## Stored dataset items
□ □ □ □ □ □ □

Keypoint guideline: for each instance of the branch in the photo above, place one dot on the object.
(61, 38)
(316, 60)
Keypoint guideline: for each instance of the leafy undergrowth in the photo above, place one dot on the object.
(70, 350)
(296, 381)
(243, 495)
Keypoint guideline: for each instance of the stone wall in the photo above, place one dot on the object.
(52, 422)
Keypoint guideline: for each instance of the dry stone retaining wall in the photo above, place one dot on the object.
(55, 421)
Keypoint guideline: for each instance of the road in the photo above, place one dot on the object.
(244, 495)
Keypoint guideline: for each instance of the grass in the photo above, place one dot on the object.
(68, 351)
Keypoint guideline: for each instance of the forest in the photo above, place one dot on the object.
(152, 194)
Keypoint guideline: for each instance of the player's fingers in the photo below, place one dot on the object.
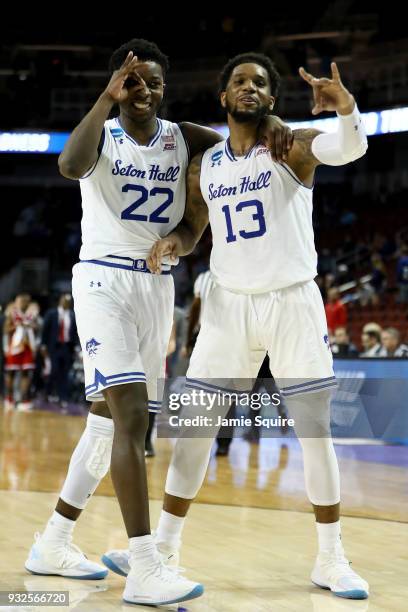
(335, 72)
(309, 78)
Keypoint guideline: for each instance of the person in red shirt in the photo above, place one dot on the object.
(19, 330)
(336, 312)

□ □ □ □ □ □ □

## Work to do
Output all of the data above verbatim, line for line, but leave out the pictures.

## Problem solution
Keypoint guideline: for each instance of the branch in the photo above, place one dot on the object.
(61, 38)
(316, 60)
Keypoint guideline: for each instance of the leafy undergrowth in the photo above, place one dot on the object.
(70, 350)
(296, 381)
(243, 495)
Keypoint guideline: for each instance of the stone wall in the photo above, place one dot on the object.
(52, 422)
Keypoint guideline: for each instance of the dry stone retaining wall in the photo above, place one dot on the object.
(55, 421)
Keypoint guideline: for each instance of the road in the photo above, place one dot on the object.
(244, 495)
Keypoint guideline: for each instance of the grass in the photo above, place one dot on the object.
(68, 351)
Keypoint guideline: for each instance of the forest in the photo above, place one dot on the object.
(152, 194)
Keypoint guideline: for each instance of the player's fingers in the photo below, place one dot on the object.
(335, 72)
(309, 78)
Keypoint guideline: for each instance of the person in red shirt in the photo above, place one dot on the object.
(19, 330)
(336, 312)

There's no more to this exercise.